_Directions_:
Read the listing below and copy out each line where the word "tennis" occurs.

_Extracted records_:

........

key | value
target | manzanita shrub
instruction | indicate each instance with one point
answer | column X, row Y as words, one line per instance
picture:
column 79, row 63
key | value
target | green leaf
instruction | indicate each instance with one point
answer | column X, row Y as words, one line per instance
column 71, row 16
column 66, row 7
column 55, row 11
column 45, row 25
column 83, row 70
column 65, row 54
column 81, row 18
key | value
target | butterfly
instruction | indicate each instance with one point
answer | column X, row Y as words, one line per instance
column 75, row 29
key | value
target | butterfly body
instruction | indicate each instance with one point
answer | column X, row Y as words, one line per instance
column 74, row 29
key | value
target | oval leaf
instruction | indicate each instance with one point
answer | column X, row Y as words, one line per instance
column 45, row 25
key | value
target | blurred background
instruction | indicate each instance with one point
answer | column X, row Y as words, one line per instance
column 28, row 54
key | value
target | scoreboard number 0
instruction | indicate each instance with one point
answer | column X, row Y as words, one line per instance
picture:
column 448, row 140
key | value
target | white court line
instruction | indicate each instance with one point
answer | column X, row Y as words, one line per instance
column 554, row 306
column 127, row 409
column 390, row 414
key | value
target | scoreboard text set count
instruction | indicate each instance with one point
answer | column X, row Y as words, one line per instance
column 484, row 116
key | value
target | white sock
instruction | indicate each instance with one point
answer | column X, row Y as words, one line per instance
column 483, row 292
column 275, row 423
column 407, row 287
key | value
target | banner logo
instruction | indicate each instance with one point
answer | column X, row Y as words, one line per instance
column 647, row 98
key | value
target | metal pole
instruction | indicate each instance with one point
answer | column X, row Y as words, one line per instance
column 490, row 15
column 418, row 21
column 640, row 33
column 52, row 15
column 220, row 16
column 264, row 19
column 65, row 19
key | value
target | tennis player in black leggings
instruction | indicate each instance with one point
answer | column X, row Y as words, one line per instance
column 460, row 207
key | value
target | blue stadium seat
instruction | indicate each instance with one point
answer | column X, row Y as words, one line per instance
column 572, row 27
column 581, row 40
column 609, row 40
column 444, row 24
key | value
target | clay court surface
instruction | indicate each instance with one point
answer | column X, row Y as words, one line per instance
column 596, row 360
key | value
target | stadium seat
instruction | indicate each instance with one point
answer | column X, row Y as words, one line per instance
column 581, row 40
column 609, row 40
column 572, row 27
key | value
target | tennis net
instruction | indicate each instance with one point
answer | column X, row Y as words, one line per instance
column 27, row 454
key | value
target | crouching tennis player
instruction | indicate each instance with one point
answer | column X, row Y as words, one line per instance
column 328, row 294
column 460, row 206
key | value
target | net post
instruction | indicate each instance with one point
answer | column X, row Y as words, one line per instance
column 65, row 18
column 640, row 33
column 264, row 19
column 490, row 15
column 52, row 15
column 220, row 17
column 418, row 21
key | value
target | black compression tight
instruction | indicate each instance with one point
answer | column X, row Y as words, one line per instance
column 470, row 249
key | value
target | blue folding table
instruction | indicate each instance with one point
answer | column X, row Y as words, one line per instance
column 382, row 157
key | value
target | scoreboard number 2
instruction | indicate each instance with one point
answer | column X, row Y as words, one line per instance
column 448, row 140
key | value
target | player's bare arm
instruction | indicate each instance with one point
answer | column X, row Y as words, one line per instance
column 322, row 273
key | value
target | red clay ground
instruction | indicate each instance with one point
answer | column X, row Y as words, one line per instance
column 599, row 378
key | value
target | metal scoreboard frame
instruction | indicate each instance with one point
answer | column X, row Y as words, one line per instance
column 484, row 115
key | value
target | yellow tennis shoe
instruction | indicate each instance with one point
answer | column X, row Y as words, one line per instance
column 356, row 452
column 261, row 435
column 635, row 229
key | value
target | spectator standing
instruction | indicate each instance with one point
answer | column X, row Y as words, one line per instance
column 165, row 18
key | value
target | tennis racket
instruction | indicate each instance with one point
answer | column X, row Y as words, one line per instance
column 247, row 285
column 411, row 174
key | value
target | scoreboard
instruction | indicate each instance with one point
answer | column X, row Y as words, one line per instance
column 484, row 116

........

_Response for this exercise_:
target | tennis player in black leggings
target | tennis net
target | crouching tennis player
target | yellow tennis shoe
target | tennis racket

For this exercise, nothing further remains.